■ **Provided text**
-- begin --
Captain Marvel's Biggest Plot Holes

Captain Marvel

WARNING: The following article contains spoilers for Captain Marvel, in theaters now.

With its 1995 setting, Captain Marvel has plenty of opportunities for nods to the future of Marvel Cinematic Universe, from Project P.E.G.A.S.U.S. to the Avengers Initiative. But, like most any film, the 21st installment of the MCU also falls victim to plot holes, some relatively minor and others a little more significant.

An additional warning: We're about to become the embodiment of the "Well, actually ..." subclass of nerds. Admittedly, some of these plot holes are instances of acute nitpicking. Others, however, are whirling maws just howling for any sort of explanation. That said, we're not going to get hung up on the film's minor anachronisms, like the fact that Carol wouldn't have heard Nirvana's "Come As You Are," as she was off-planet when the song was released. On the other hand, we will also address purported "plot holes" raised elsewhere that actually have logical explanations.
-- end --
■ **Required actions**
**A)** Quote the Captain Marvel article word for word, everything from "An additional warning: We're" down to "have logical explanations.".
**B)** Based on the Captain Marvel article, say yes or no to each statement and quote the words that decide it: (i) the film is set in 1995; (ii) the film is the 20th installment of the MCU; (iii) the article will dwell on the film's minor anachronisms.
**C)** List every phrase that the Captain Marvel article puts inside double quotation marks.
The items from the data source play no part in this.

(Items from a data source)
-- begin --
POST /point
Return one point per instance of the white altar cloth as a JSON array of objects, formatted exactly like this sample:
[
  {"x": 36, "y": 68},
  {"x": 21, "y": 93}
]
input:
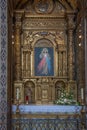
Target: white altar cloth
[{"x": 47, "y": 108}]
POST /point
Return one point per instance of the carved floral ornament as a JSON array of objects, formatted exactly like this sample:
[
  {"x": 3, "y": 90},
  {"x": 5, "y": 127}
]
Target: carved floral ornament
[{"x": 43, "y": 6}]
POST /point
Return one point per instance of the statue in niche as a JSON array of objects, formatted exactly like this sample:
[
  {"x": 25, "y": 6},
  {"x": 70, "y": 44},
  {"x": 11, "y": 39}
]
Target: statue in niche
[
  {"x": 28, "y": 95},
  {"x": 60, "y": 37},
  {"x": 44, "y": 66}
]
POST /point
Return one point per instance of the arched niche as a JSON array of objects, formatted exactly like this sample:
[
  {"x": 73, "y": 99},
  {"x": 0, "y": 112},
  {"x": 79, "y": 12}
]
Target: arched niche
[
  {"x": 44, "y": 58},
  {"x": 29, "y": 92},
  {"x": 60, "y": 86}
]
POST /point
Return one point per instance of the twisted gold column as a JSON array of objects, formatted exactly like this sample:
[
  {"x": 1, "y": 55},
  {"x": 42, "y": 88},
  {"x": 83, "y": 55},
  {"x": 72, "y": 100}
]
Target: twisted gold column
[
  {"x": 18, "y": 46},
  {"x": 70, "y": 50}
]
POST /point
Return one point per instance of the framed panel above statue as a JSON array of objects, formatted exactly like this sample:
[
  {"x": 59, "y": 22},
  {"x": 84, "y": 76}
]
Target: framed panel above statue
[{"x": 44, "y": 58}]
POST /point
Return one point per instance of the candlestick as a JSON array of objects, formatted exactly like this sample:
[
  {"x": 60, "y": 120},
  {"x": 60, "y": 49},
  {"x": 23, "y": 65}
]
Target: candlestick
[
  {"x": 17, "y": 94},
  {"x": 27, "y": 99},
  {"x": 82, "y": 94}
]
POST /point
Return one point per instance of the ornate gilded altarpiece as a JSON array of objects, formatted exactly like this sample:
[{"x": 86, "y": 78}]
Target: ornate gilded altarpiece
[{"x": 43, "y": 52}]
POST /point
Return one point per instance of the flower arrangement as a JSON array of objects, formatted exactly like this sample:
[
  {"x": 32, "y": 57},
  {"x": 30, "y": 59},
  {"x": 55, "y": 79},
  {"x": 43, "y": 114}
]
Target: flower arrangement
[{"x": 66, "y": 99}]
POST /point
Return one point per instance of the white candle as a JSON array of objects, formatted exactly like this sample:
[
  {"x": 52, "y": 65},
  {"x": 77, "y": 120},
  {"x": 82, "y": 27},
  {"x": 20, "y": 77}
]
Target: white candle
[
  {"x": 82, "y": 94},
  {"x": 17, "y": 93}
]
-- end --
■ **Expected outputs**
**A)**
An additional warning: We're about to become the embodiment of the "Well, actually ..." subclass of nerds. Admittedly, some of these plot holes are instances of acute nitpicking. Others, however, are whirling maws just howling for any sort of explanation. That said, we're not going to get hung up on the film's minor anachronisms, like the fact that Carol wouldn't have heard Nirvana's "Come As You Are," as she was off-planet when the song was released. On the other hand, we will also address purported "plot holes" raised elsewhere that actually have logical explanations.

**B)**
(i) Yes: "With its 1995 setting"
(ii) No: "the 21st installment of the MCU"
(iii) No: "we're not going to get hung up on the film's minor anachronisms"

**C)**
- "Well, actually ..."
- "Come As You Are"
- "plot holes"